##### DOCUMENT SECTION #####
In 1982, he came to serve in Khartoum and the idea of building the first monastery in Sudan was embraced and that the monastery will be named after St. Anthony.
In 1984, the first Holy Liturgy was prayed on the land and this day coincided with the commemoration of the martyrdom of Saint Moses and as a result, the monastery was named after St. Anthony and St. Moses.
Saints of the Monastery: St. Anthony and Saint Moses
Description of the monastery:
The monastery consists of two parts, one part is for visitors and has Saint Virgin Mary’s, St. Anthony’s and St. Moses’ church. There is also a large parasol for visitors, a bookstore and canteen.
The other part is separated and belongs to the monks. It has Saint Virgin Mary’s and St. Paul’s church. There is also a building which has a reception and a library for the monks in the ground floor. The first floor has the monks’ cells. The second floor has more cells and Saint Virgin Mary’s and Angel Raphael’s Church.
There are also more cells in the ground floor as well as a building to make “Orban” (Holy Bread) and a second floor to make bread for the monks, workers and visitors.
The monastery a farm where fruits and vegetables are planted.
Churches in the Monastery:
1. Saint Virgin Mary’s, St. Anthony’s and St. Moses’ church
2. Saint Virgin Mary’s and St. Paul’s church
3. Saint Virgin Mary’s and Angel Raphael’s Church
Official Recognition of the Monastery
The monastery was officially recognised during the service period of late Metropolitan Anba Danial. The monastery had fifteen monks, a church, cells and a high wall built with cement and concrete.
This was during a Holy Synod meeting on June 4th , 1997, and it became the first recognised monastery outside Egypt in the continent of Africa.
#####
§ **SET OF TASKS**
1) List every church that the passage about the monastery names.
2) Reproduce the passage about the monastery from "There are also" to "workers and visitors.".
##### AVAILABLE DATA #####
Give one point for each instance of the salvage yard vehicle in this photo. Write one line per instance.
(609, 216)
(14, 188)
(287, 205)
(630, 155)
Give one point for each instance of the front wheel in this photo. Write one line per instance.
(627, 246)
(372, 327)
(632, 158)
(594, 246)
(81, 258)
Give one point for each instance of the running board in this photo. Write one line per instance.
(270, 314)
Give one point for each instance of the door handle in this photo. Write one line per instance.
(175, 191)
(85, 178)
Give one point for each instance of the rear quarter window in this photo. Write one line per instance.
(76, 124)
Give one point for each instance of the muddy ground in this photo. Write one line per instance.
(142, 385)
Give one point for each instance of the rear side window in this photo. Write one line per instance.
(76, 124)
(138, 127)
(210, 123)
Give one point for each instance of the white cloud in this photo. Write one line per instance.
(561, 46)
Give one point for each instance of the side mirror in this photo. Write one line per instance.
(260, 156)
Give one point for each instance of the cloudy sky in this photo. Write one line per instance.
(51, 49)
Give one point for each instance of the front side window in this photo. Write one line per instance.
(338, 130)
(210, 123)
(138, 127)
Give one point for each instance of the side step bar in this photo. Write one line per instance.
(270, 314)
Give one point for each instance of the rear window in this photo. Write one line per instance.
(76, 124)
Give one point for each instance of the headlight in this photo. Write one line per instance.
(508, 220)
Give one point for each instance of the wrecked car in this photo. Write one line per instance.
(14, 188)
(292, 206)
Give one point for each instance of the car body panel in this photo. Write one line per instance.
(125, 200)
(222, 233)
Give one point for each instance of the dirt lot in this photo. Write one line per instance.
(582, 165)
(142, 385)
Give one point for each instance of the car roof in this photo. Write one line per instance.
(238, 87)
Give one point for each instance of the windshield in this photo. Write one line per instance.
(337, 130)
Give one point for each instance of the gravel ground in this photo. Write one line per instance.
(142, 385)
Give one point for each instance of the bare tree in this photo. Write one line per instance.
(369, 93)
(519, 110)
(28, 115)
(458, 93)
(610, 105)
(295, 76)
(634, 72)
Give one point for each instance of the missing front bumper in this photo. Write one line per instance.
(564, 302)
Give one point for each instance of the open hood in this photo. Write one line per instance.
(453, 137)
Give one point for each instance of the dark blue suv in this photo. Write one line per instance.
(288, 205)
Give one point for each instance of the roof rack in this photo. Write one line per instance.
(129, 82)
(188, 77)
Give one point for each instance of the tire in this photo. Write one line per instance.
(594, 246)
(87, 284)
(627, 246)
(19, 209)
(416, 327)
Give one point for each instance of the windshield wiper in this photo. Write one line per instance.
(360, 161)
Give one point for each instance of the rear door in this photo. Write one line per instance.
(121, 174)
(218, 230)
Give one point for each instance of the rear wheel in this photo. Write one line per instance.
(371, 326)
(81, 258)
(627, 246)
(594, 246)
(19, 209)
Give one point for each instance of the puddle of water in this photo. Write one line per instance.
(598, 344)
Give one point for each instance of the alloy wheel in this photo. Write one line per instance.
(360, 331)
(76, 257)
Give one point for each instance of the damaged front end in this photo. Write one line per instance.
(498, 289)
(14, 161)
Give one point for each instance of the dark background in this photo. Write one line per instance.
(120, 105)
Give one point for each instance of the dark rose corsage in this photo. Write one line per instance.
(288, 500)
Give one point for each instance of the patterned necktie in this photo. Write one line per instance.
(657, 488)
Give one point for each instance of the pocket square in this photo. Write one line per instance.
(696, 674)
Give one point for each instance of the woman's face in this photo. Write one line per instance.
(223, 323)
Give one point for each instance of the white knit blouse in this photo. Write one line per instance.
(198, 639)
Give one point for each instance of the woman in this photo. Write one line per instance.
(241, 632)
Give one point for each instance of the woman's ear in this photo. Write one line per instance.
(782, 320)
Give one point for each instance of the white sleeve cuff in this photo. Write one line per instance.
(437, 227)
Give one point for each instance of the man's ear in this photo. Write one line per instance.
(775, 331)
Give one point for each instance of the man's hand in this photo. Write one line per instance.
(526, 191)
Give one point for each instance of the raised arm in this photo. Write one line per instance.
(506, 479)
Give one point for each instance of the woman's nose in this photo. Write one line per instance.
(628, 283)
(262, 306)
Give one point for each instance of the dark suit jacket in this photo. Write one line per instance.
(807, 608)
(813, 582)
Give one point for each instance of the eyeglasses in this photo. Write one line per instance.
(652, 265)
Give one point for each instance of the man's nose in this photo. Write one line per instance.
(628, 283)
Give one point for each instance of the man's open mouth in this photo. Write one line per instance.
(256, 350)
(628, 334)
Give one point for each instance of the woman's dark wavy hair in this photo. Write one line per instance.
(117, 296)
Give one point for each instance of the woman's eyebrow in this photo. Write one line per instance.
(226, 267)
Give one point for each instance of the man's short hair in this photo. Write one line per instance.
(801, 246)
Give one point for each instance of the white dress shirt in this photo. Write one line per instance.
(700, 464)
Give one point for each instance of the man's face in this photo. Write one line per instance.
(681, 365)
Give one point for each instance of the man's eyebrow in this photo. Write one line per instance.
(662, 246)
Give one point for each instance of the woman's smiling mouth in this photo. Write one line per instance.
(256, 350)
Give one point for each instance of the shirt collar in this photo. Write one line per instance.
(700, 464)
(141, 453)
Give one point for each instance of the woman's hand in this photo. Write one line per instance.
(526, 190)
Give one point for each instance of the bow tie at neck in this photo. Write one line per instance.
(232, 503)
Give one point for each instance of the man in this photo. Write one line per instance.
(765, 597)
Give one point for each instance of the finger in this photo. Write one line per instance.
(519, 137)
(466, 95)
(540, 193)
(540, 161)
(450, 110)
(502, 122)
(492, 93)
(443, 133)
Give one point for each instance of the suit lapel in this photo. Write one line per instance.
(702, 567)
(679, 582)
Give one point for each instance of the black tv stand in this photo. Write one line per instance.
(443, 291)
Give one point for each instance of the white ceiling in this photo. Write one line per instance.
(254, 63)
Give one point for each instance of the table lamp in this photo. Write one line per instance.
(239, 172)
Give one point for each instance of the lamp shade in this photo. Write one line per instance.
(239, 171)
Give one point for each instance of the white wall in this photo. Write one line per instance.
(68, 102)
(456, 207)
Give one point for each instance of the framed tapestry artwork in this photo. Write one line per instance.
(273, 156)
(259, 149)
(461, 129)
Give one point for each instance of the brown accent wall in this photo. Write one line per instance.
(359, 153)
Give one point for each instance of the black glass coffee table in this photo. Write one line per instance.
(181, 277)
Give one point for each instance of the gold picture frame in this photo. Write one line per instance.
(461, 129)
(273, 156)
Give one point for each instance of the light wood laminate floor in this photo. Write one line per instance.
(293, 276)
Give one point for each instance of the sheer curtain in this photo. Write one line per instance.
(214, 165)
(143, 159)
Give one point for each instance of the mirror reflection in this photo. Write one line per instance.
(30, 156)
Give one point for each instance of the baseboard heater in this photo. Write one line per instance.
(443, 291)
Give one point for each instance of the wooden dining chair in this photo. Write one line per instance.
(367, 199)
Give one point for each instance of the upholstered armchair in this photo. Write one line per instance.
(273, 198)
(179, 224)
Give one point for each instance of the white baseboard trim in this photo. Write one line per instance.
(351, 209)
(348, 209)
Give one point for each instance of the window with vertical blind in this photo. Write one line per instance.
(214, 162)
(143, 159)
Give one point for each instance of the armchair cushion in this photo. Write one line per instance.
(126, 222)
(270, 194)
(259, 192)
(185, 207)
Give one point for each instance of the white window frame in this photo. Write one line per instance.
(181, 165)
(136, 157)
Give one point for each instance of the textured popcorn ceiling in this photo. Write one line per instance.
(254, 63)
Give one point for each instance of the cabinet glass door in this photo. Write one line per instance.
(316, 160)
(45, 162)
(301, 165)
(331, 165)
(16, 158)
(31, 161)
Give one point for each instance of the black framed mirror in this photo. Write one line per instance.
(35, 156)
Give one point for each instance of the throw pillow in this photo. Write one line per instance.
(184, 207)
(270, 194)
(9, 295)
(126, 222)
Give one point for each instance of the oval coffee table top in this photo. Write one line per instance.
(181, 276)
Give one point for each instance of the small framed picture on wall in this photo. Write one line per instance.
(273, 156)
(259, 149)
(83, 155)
#####
§ **ANSWER SET**
1)
- Saint Virgin Mary’s, St. Anthony’s and St. Moses’ church
- Saint Virgin Mary’s and St. Paul’s church
- Saint Virgin Mary’s and Angel Raphael’s Church

2)
There are also more cells in the ground floor as well as a building to make “Orban” (Holy Bread) and a second floor to make bread for the monks, workers and visitors.